**Text:**
◆ ◆ ◆ ◆ ◆ ◆ ◆
Egypt's tourism minister was to visit on Saturday victims of an attack at a Red Sea resort hotel by knife-wielding assailants, as police investigated the latest blow to the country's tourism industry.
Hisham Zazou, who was expected to arrive in Hurghada in the afternoon, told AFP that a probe was still ongoing into Friday's attack, in which two Austrians and a Swede were wounded.
The health ministry said they suffered knife wounds and were in stable condition. It was the second attack in as many days against an Egyptian hotel.
Police shot dead one of the assailants and badly wounded the other, after they targeted the tourists in the beachfront Bella Vista hotel.
The interior ministry said the assailants entered the hotel from a restaurant on the street front.
A video published by Egyptian news websites appeared to show the wounded assailant receiving emergency medical treatment and being questioned on his identity.
He appears to have been shot in both legs.
◆ ◆ ◆ ◆ ◆ ◆ ◆
**Information given:**
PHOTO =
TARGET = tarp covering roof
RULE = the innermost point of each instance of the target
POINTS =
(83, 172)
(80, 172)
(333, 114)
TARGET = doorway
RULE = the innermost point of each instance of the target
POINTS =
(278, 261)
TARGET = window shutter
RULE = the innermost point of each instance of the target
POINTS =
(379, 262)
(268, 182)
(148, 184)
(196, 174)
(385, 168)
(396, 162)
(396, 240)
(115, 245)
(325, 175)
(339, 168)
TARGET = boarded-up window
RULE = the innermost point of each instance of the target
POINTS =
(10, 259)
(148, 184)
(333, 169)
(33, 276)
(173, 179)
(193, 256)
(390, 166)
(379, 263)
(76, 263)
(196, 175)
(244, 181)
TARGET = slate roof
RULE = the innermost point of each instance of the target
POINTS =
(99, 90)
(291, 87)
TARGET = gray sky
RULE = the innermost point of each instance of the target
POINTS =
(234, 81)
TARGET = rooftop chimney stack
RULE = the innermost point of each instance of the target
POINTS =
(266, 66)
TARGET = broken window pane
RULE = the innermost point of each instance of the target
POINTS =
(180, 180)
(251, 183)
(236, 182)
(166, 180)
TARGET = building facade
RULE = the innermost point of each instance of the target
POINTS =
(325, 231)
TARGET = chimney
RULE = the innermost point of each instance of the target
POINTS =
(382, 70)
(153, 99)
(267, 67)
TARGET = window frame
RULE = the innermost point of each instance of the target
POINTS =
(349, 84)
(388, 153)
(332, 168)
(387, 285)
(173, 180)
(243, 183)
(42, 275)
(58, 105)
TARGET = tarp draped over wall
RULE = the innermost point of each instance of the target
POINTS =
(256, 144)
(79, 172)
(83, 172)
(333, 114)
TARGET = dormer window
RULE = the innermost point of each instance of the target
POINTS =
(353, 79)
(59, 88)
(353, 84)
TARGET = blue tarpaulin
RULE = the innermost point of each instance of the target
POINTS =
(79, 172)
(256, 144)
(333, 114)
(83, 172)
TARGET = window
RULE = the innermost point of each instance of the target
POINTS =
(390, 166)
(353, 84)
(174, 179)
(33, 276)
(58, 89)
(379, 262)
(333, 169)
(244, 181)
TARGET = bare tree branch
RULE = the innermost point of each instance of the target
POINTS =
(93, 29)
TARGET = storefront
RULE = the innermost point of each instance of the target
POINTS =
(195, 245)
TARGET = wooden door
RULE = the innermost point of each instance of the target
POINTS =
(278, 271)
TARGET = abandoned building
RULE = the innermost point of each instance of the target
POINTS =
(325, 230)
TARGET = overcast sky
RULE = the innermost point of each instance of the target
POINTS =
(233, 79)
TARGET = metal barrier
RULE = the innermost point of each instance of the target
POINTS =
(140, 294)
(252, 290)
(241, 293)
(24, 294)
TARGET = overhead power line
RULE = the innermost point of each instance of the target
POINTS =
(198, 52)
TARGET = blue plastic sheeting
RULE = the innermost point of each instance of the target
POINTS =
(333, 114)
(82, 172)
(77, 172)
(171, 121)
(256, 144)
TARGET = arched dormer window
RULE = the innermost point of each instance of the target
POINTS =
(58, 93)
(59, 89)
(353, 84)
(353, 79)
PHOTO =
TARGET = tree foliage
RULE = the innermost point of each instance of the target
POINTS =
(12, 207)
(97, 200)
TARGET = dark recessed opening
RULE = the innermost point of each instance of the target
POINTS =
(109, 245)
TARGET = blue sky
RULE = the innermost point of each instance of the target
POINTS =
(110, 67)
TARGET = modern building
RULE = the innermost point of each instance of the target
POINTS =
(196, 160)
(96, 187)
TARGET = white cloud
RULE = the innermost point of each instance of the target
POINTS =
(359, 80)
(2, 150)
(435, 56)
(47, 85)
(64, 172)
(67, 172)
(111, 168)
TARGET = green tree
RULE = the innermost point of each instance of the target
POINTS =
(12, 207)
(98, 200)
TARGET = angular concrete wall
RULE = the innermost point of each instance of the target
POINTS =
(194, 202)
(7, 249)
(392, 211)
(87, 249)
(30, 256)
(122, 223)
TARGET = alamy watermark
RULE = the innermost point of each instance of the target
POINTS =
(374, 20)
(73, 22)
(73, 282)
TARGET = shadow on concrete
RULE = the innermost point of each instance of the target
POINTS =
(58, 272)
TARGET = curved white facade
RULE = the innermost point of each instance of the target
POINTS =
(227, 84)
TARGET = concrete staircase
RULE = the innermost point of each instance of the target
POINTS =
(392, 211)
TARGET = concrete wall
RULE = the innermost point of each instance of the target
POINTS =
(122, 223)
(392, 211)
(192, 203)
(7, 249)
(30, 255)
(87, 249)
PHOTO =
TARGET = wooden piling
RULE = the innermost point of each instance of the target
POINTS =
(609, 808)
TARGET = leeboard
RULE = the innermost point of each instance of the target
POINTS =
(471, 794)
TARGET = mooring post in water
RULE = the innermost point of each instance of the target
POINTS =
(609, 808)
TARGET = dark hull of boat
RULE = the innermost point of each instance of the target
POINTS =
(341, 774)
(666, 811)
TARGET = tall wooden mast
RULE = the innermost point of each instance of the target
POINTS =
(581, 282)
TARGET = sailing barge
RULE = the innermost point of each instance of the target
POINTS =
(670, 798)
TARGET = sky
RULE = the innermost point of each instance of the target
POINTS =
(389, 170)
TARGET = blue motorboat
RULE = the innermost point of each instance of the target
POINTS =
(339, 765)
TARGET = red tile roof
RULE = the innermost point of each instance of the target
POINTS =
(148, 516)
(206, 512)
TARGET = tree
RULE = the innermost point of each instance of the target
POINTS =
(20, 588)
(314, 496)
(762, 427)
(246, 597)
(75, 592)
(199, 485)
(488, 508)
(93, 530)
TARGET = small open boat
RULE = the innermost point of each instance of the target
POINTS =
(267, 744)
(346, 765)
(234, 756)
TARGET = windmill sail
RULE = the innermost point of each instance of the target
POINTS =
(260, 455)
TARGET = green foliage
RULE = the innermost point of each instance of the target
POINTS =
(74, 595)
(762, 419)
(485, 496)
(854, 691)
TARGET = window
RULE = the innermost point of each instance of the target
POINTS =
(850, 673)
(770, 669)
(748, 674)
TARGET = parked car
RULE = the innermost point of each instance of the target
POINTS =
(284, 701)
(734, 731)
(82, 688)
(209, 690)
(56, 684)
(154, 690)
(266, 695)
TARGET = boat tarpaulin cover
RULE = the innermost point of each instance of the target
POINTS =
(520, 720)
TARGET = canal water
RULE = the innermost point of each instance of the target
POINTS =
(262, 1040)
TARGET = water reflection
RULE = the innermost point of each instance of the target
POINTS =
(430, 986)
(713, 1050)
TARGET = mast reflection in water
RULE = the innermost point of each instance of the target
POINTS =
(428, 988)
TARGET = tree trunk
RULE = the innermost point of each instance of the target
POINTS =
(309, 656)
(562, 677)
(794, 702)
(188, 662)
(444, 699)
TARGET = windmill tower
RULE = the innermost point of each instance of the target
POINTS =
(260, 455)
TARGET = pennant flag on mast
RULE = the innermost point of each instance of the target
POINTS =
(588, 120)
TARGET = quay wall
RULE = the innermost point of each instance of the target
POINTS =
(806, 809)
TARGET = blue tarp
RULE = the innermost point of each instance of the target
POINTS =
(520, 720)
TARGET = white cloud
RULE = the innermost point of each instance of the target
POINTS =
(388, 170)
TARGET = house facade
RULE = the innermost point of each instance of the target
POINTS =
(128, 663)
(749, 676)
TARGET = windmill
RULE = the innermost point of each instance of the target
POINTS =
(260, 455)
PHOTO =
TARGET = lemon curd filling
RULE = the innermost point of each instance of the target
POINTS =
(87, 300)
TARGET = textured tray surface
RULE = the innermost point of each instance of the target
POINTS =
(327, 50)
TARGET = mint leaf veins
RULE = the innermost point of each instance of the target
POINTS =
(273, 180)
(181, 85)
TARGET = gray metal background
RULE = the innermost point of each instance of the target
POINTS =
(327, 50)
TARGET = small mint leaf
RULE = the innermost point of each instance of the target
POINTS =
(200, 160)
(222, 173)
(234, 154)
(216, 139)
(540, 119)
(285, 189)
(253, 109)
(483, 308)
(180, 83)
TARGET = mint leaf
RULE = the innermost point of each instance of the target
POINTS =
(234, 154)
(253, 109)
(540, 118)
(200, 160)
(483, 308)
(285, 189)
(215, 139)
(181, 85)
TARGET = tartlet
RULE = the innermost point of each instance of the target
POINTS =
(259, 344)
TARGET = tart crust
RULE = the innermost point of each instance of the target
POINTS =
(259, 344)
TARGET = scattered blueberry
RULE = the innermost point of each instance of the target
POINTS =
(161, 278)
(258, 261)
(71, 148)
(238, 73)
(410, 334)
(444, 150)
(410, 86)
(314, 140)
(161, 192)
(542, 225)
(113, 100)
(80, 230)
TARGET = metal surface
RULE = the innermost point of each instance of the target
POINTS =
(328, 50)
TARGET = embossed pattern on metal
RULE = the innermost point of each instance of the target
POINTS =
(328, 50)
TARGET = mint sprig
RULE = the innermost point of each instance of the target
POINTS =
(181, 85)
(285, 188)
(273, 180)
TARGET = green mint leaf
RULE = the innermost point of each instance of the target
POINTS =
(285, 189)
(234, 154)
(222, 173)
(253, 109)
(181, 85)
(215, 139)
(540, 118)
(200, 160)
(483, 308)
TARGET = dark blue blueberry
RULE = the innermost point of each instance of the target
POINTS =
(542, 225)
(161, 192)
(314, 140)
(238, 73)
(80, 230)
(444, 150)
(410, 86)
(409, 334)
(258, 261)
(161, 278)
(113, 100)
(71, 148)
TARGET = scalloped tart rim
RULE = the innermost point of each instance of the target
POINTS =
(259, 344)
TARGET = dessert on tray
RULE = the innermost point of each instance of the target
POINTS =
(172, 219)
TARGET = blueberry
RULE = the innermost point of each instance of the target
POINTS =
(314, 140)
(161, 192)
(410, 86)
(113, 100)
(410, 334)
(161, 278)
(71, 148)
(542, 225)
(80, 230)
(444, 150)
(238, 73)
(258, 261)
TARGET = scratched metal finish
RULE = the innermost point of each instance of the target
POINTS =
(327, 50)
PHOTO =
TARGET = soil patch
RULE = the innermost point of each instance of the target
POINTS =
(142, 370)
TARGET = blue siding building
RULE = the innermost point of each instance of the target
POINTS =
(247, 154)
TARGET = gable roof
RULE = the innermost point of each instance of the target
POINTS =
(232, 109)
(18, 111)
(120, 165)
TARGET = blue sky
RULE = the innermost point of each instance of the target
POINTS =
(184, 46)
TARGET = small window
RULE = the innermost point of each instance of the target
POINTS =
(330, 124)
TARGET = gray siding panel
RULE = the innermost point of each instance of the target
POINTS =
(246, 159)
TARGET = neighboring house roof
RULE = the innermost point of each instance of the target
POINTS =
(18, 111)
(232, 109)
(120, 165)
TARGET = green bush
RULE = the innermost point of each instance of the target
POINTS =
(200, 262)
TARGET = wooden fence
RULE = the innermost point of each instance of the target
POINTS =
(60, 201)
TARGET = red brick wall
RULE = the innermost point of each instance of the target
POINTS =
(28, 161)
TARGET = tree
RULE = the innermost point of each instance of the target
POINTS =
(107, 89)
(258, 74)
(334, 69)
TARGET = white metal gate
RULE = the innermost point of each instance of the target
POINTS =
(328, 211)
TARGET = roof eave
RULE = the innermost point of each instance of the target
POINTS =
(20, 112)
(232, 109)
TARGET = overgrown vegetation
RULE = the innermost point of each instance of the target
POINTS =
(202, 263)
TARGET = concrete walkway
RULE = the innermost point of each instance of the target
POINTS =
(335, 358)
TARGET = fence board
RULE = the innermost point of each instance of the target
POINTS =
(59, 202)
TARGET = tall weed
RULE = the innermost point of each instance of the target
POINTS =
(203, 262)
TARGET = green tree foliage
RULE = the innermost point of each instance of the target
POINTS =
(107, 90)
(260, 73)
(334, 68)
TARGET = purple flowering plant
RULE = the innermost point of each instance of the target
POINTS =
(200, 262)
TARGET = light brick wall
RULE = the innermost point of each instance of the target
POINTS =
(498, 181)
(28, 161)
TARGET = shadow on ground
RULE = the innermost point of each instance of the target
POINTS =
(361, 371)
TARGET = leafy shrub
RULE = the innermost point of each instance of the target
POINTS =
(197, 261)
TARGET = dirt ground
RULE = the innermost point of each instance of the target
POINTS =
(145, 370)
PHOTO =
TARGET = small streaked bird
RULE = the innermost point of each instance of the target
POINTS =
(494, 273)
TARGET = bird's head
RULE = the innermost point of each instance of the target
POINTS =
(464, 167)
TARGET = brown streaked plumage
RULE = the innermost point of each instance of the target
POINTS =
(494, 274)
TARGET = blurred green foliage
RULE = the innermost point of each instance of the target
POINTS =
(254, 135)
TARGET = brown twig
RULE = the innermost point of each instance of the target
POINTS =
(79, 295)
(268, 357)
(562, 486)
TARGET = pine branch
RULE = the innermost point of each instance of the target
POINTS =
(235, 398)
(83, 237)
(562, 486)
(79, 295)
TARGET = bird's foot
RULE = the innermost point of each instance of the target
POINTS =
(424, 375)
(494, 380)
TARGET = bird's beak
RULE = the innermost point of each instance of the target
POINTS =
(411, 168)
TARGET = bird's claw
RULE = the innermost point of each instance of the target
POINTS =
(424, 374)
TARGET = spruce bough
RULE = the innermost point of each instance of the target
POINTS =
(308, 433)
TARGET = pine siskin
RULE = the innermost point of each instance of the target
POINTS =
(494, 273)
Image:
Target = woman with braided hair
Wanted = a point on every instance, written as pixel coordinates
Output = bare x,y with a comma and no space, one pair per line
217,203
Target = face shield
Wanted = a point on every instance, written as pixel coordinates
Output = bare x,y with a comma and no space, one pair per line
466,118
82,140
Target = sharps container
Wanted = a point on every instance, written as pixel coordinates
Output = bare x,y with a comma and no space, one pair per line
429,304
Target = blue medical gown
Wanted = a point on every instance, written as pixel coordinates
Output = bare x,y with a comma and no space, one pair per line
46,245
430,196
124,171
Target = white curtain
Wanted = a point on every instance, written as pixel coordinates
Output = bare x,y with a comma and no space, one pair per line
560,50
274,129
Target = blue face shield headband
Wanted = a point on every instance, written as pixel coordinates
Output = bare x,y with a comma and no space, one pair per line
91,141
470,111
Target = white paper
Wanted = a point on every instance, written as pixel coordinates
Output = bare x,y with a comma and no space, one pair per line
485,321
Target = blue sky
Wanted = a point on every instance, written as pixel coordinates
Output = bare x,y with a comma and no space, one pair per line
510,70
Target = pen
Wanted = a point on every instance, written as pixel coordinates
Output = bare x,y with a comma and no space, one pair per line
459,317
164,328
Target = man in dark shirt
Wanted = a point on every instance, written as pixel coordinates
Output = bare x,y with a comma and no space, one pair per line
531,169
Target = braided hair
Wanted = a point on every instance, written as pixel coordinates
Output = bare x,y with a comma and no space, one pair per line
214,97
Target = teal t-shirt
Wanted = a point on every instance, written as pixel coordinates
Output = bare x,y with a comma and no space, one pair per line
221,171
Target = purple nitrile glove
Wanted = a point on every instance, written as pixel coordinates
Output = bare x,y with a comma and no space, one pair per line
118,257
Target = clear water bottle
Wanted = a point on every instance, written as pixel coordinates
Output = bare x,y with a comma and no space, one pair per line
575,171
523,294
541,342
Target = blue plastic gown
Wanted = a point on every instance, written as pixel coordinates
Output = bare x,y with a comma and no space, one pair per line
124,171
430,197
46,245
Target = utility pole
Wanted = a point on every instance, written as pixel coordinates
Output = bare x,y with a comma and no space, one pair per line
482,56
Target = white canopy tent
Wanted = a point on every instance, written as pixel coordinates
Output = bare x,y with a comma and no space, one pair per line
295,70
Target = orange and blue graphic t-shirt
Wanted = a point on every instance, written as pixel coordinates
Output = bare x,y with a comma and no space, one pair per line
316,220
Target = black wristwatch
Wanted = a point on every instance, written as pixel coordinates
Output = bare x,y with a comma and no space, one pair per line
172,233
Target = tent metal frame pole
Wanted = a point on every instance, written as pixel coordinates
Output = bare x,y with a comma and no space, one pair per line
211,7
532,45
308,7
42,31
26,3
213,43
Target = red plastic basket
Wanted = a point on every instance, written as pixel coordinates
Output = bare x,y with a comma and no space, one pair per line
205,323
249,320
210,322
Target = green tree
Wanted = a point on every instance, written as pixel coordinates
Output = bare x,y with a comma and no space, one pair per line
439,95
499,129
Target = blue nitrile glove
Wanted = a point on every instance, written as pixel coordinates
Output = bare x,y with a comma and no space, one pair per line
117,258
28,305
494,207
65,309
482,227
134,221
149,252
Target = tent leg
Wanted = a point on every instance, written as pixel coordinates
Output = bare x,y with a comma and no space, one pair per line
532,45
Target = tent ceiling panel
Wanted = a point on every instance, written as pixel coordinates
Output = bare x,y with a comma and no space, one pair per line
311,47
◆ ◆ ◆ ◆ ◆ ◆ ◆
**Complete the following:**
1) Answer these questions from the article on the Hurghada hotel attack:
(a) What were the nationalities of the wounded tourists?
(b) What is the name of the hotel where the tourists were attacked?
(c) According to the interior ministry, how did the assailants enter the hotel?
2) Which Egyptian ministries, or their ministers, appear in the article on the Hurghada hotel attack?
The rows play no part in this.

**Results:**
1)
(a) Two were Austrian and one was Swedish.
(b) The Bella Vista hotel.
(c) They entered from a restaurant on the street front.

2)
Tourism ministry (its minister, Hisham Zazou)
Health ministry
Interior ministry